What is expected -
Rewrite each line of the listing below as an item in a numbered list, leaving out the blank lines.

>>>

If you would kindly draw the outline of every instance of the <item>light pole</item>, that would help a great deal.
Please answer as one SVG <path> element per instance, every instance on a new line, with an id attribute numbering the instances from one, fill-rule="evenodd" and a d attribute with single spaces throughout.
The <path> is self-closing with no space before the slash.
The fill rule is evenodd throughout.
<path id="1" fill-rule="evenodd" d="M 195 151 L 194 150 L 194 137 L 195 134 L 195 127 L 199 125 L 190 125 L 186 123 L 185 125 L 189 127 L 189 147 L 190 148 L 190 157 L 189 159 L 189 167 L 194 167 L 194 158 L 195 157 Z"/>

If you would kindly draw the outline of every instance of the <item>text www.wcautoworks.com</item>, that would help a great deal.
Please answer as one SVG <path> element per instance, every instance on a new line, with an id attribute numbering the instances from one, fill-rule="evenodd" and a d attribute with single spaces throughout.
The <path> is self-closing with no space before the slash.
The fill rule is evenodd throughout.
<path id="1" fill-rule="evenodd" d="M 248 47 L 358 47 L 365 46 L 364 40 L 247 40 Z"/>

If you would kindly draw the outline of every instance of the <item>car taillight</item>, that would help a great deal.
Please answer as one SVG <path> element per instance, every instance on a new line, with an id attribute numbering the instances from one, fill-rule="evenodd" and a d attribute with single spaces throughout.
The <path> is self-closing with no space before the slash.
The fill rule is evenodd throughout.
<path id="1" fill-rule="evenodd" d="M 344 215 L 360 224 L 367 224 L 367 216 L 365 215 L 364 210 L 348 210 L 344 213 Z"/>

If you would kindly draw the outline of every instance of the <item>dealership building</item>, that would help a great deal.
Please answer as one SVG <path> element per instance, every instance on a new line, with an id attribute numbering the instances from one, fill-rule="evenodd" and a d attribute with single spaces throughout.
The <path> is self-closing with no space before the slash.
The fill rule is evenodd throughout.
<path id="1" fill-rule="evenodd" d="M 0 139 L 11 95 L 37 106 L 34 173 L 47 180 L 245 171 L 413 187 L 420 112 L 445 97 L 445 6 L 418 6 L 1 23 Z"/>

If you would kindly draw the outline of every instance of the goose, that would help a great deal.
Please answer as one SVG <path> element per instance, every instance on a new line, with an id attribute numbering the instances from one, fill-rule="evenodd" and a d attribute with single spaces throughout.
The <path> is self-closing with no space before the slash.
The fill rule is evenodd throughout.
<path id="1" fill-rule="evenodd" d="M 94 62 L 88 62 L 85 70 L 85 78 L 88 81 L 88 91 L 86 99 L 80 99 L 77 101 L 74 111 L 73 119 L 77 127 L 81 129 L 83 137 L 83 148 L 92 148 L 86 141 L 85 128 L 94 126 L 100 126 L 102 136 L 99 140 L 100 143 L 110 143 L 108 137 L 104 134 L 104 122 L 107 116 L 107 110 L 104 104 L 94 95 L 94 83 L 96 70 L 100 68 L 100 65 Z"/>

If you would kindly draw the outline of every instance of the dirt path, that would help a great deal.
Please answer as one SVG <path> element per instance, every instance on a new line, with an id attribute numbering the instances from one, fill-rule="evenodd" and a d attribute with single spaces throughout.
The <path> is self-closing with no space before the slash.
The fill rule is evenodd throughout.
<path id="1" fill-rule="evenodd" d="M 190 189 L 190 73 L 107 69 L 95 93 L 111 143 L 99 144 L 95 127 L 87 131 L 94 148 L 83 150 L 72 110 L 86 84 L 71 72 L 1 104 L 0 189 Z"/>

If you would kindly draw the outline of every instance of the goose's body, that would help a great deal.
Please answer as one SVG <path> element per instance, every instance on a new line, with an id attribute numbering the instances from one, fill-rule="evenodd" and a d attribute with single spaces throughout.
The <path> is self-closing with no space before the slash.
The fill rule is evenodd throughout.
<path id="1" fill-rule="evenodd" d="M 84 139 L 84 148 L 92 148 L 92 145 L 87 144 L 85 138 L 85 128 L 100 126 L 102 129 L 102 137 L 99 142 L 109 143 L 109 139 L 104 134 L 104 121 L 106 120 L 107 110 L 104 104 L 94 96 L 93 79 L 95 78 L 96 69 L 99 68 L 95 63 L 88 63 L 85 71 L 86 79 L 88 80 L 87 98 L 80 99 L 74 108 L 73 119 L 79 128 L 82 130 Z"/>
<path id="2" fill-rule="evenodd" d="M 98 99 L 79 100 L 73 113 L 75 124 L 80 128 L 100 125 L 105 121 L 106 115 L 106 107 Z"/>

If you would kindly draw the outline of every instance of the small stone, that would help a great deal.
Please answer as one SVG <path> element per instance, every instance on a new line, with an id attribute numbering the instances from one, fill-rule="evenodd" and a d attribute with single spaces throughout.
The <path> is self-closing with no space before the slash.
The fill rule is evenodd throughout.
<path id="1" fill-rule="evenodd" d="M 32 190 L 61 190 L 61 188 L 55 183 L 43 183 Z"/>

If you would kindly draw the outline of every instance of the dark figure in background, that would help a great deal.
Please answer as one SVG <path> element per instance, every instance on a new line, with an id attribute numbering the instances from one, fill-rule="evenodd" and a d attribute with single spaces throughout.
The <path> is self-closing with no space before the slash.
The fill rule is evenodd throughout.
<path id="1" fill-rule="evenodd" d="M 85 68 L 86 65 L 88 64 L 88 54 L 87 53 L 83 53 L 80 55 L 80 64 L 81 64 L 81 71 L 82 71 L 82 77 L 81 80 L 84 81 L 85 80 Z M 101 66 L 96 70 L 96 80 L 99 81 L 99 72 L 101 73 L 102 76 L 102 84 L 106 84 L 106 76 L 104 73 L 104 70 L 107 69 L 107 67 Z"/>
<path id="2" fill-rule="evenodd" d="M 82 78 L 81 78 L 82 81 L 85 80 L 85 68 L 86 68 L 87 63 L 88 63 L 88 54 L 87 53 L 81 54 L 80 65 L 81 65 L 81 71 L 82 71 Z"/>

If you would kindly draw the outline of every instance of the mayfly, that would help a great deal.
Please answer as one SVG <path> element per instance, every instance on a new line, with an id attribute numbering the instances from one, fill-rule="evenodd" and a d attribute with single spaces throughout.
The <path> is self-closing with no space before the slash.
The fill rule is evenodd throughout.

<<<

Answer to the exercise -
1. If you would kindly draw the outline of every instance of the <item>light pole</item>, that would help a great deal.
2. Please answer as one SVG <path> element per instance, every instance on a new line, with an id attribute numbering the instances from one, fill-rule="evenodd" and a d attribute with single spaces throughout.
3. The <path> is self-closing with no space before the slash.
4. The fill rule is evenodd throughout.
5. <path id="1" fill-rule="evenodd" d="M 195 151 L 194 150 L 194 137 L 195 134 L 195 127 L 199 125 L 190 125 L 186 123 L 185 125 L 189 127 L 189 147 L 190 148 L 190 157 L 189 159 L 189 167 L 194 167 L 194 158 L 195 157 Z"/>
6. If you would kindly draw the outline of every instance of the <item>text www.wcautoworks.com</item>, that would help a great deal.
7. Please answer as one SVG <path> element per instance, every instance on a new line, with an id attribute numbering the instances from one, fill-rule="evenodd" and a d attribute with single spaces throughout.
8. The <path> is self-closing with no space before the slash.
9. The fill rule is evenodd throughout.
10. <path id="1" fill-rule="evenodd" d="M 248 47 L 358 47 L 365 46 L 364 40 L 247 40 Z"/>
11. If you would kindly draw the outline of every instance of the <item>car taillight</item>, that would help a great deal.
12. Please answer as one SVG <path> element per instance, every instance on a new line, with an id attribute numbering the instances from one, fill-rule="evenodd" and a d attribute with single spaces throughout.
13. The <path> is self-closing with no space before the slash.
14. The fill rule is evenodd throughout.
15. <path id="1" fill-rule="evenodd" d="M 344 215 L 360 224 L 367 224 L 367 216 L 365 215 L 364 210 L 348 210 L 344 213 Z"/>
16. If you would kindly draw the outline of every instance of the <item>dealership building</item>, that would help a great deal.
17. Please answer as one SVG <path> element per instance, every instance on a new line, with an id attribute numbering the instances from one, fill-rule="evenodd" and a d attribute with single spaces throughout.
18. The <path> is self-closing with no space before the slash.
19. The fill rule is evenodd throughout.
20. <path id="1" fill-rule="evenodd" d="M 0 139 L 11 95 L 37 106 L 34 173 L 47 180 L 245 171 L 413 187 L 420 112 L 445 97 L 445 6 L 418 6 L 1 23 Z"/>
21. If you would kindly draw the outline of every instance of the goose, that would help a great deal.
22. Please answer as one SVG <path> element per instance, every instance on a new line, with an id attribute numbering the instances from one, fill-rule="evenodd" and a d attribute with single spaces throughout.
23. The <path> is self-closing with no space before the slash.
24. The fill rule is evenodd throughout.
25. <path id="1" fill-rule="evenodd" d="M 94 62 L 88 62 L 85 70 L 85 78 L 88 81 L 88 91 L 86 99 L 80 99 L 77 101 L 74 111 L 73 119 L 77 127 L 81 129 L 83 137 L 83 148 L 92 148 L 86 141 L 85 128 L 94 126 L 100 126 L 102 136 L 99 140 L 100 143 L 110 143 L 108 137 L 104 134 L 104 122 L 107 116 L 107 110 L 104 104 L 94 95 L 94 83 L 96 70 L 100 68 L 100 65 Z"/>
26. If you would kindly draw the outline of every instance of the dirt path, that would help a great deal.
27. Please answer as one SVG <path> element per instance, every instance on a new line, with an id attribute numbering the instances from one, fill-rule="evenodd" and a d attribute with single spaces throughout.
28. The <path> is self-closing with no space before the slash.
29. The fill rule is evenodd throughout.
30. <path id="1" fill-rule="evenodd" d="M 190 189 L 190 73 L 107 69 L 95 93 L 111 143 L 99 144 L 95 127 L 87 131 L 94 148 L 83 150 L 72 110 L 86 84 L 71 72 L 1 104 L 0 189 Z"/>
31. If you would kindly draw the outline of every instance of the goose's body, that would help a great deal.
32. Please answer as one SVG <path> element per instance, every instance on a new line, with an id attribute numbering the instances from one, fill-rule="evenodd" and a d attribute with single spaces throughout.
33. The <path> is self-closing with no space before the slash.
34. The fill rule is evenodd throughout.
35. <path id="1" fill-rule="evenodd" d="M 84 139 L 84 148 L 92 148 L 92 145 L 87 144 L 85 138 L 85 128 L 100 126 L 102 129 L 102 137 L 99 142 L 109 143 L 109 139 L 104 134 L 104 121 L 106 120 L 107 110 L 104 104 L 94 96 L 93 79 L 95 78 L 96 69 L 99 68 L 95 63 L 88 63 L 85 71 L 86 79 L 88 80 L 87 98 L 80 99 L 74 108 L 73 119 L 79 128 L 82 130 Z"/>
36. <path id="2" fill-rule="evenodd" d="M 98 99 L 79 100 L 73 113 L 75 124 L 80 128 L 100 125 L 105 121 L 106 115 L 106 107 Z"/>
37. If you would kindly draw the outline of every instance of the small stone, that would help a great deal.
38. Please answer as one SVG <path> element per instance, every instance on a new line, with an id attribute numbering the instances from one, fill-rule="evenodd" and a d attribute with single spaces throughout.
39. The <path> is self-closing with no space before the slash.
40. The fill rule is evenodd throughout.
41. <path id="1" fill-rule="evenodd" d="M 32 190 L 61 190 L 61 188 L 55 183 L 43 183 Z"/>
42. If you would kindly draw the outline of every instance of the dark figure in background, that would help a great deal.
43. Please answer as one SVG <path> element per instance, every instance on a new line, with an id attribute numbering the instances from one, fill-rule="evenodd" and a d attribute with single spaces throughout.
44. The <path> is self-closing with no space before the slash.
45. The fill rule is evenodd throughout.
46. <path id="1" fill-rule="evenodd" d="M 85 68 L 86 65 L 88 64 L 88 54 L 87 53 L 83 53 L 80 55 L 80 64 L 81 64 L 81 71 L 82 71 L 82 77 L 81 80 L 84 81 L 85 80 Z M 101 66 L 96 70 L 96 80 L 99 81 L 99 72 L 101 73 L 102 76 L 102 84 L 106 84 L 106 76 L 104 73 L 104 70 L 107 69 L 107 67 Z"/>
47. <path id="2" fill-rule="evenodd" d="M 82 78 L 81 78 L 82 81 L 85 80 L 85 68 L 86 68 L 87 63 L 88 63 L 88 54 L 87 53 L 81 54 L 80 65 L 81 65 L 81 71 L 82 71 Z"/>
48. If you would kindly draw the outline of every instance of the mayfly, that would help a great deal.
49. Please answer as one SVG <path> element per instance, every instance on a new line, with an id attribute numbering the instances from one, fill-rule="evenodd" and a d attribute with single spaces throughout.
50. The <path> is self-closing with no space before the slash.
51. The fill rule is evenodd throughout.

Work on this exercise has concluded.